→ **提示文**:
DevOpsDays Tokyo 2023 各セッションから学ぶDevOpsの特徴

この度4/18(火)と4/19(水)に開催されたDevOpsDays Tokyo 2023に参加しました!(オンラインですが)
全てのセッションを聴講できなかったので聴けたものをまとめていきたいと思います。
最後に各セッションを聞いて自分なりの感想や各セッションの共通点などもまとめていきます。

1. 高信頼 IaaS を実現する DevOps

さくらインターネットのDevOpsの話です。
ここではSRE室がDevOpsの役割を果たします。

行ったこと

  • DevOpsを実践していく上でまずは目標や期待値を明確化する
  • 決め事は作らず一緒に手を動かして信頼性を向上していく文化を作っていく
  • 開発と運用もコミュニケーションを活発にして動く

具体的な活動

  • みんなが同じ知識ではないので情報の共有
    • ヒアリング会(情報の共有)
    • 読書会(知識の共有)
  • CICDの整備
    • いろんなツール使っていたがGitHubActionsに統一

SRE室自体の課題

これらの活動を行う上で期待値のズレが起きました。
→ まずはチームづくりから始めます
朝会、定例、個人を責めない振り返りやこまめにドキュメンテーションを行うことで問題の早期発見が可能になりました。

まとめ

まずは目標や期待値を合わせることが大事です。

→ **データ部**:
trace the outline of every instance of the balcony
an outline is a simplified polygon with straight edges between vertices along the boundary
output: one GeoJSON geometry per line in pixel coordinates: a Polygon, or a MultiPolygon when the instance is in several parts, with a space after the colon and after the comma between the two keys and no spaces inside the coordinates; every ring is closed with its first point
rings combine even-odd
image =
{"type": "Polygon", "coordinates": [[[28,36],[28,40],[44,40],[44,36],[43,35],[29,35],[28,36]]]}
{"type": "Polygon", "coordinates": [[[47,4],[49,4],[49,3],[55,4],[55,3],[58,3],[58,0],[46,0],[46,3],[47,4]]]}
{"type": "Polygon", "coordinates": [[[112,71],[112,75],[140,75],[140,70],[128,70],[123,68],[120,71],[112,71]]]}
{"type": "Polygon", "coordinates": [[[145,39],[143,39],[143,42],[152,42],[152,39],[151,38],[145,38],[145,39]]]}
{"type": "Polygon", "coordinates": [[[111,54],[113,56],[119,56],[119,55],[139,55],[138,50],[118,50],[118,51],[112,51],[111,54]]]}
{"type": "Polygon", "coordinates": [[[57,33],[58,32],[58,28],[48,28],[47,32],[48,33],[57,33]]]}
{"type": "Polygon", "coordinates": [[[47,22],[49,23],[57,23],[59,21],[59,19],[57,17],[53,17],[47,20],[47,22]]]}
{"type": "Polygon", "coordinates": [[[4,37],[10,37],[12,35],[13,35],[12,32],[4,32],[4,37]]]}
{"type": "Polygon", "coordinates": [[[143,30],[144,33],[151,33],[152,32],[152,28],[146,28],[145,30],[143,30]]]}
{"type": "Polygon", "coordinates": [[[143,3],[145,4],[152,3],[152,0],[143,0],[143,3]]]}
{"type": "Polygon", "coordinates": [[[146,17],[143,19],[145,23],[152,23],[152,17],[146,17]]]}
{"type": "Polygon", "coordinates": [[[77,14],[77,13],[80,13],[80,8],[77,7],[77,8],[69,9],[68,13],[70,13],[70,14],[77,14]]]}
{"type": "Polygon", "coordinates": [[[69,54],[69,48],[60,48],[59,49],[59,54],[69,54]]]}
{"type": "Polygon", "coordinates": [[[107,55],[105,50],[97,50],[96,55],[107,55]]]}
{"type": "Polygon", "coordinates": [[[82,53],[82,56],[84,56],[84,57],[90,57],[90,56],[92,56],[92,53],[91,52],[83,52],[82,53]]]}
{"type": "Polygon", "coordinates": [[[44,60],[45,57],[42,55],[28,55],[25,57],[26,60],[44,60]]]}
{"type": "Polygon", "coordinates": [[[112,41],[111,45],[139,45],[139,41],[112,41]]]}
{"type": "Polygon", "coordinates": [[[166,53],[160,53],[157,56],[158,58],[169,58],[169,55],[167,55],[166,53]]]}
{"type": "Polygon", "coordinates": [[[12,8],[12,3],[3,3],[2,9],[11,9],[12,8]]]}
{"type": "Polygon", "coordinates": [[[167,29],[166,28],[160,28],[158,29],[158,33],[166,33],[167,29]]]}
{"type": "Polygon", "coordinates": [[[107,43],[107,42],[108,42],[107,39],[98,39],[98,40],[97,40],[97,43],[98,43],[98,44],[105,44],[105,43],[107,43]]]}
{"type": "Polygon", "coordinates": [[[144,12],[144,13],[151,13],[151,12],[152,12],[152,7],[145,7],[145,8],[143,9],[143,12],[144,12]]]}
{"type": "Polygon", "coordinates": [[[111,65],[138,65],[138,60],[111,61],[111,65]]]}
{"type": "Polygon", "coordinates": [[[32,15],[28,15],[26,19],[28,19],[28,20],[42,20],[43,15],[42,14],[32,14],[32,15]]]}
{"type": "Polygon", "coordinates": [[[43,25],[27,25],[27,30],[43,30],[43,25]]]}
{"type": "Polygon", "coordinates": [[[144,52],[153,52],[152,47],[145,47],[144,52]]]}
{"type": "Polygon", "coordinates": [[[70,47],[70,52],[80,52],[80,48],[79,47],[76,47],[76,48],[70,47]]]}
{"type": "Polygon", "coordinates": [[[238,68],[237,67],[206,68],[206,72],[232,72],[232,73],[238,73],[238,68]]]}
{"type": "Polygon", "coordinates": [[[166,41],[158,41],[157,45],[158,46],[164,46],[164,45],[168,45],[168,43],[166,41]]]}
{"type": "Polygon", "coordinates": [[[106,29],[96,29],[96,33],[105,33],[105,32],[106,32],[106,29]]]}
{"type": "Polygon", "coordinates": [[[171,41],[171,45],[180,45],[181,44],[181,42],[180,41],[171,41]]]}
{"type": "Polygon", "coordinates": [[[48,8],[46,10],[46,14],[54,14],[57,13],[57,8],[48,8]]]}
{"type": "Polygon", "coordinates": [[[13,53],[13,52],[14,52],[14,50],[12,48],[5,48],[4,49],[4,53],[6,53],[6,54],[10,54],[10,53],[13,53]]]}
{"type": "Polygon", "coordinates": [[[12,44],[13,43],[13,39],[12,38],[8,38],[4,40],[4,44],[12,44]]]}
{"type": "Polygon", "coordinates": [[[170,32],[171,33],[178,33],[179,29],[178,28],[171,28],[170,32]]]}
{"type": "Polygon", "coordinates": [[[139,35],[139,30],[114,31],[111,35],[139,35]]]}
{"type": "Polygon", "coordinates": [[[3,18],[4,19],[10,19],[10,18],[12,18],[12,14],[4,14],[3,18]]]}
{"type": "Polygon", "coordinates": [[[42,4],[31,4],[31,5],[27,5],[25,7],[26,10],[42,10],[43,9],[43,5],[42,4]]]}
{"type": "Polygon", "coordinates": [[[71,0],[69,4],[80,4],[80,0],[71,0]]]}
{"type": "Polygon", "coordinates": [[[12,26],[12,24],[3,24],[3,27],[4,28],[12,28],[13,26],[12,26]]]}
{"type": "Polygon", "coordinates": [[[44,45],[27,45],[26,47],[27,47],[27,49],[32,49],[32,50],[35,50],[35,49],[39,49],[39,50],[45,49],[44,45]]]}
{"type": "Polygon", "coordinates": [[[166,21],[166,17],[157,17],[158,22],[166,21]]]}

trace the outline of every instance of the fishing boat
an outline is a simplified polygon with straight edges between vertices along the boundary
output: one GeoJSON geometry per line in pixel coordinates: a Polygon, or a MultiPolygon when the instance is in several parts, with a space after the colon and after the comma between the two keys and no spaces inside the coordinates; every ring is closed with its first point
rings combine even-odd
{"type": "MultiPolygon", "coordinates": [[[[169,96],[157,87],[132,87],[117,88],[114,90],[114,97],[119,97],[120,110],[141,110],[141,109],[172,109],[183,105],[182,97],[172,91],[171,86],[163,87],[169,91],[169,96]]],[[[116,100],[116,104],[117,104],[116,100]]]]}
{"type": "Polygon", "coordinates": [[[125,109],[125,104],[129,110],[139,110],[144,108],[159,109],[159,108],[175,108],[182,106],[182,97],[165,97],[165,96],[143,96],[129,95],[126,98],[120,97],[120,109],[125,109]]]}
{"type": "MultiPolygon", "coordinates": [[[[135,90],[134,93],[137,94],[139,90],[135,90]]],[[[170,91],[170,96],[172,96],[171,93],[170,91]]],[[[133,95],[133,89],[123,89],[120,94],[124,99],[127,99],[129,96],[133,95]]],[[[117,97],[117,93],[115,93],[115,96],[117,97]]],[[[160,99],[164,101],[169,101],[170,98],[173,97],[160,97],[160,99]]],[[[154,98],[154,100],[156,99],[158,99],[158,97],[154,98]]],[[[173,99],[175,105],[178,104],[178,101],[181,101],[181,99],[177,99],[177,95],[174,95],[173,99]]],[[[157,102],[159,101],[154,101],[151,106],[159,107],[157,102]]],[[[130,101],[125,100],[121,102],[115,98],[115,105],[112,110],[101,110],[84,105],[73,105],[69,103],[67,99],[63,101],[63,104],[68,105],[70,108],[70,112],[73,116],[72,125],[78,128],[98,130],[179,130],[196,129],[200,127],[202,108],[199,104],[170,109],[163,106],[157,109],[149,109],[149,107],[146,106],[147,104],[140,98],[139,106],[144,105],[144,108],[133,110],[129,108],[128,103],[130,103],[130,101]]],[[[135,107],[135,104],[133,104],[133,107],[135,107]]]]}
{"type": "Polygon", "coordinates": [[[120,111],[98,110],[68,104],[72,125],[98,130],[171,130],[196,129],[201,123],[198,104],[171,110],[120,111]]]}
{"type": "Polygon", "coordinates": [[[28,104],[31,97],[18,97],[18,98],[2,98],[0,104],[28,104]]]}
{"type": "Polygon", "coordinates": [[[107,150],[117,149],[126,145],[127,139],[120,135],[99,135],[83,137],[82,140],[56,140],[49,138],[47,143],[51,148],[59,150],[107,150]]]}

→ **問題**:
上の提示文のうち、「この度4/18(火)と4/19(水)に開催されたDevOpsDays Tokyo 2023に参加しました!(オンラインですが)」を含む語句で始まり「ここではSRE室がDevOpsの役割を果たします。」で終わる部分を、一字も変えずに書き写しなさい。

→ **解答**:
この度4/18(火)と4/19(水)に開催されたDevOpsDays Tokyo 2023に参加しました!(オンラインですが)
全てのセッションを聴講できなかったので聴けたものをまとめていきたいと思います。
最後に各セッションを聞いて自分なりの感想や各セッションの共通点などもまとめていきます。

1. 高信頼 IaaS を実現する DevOps

さくらインターネットのDevOpsの話です。
ここではSRE室がDevOpsの役割を果たします。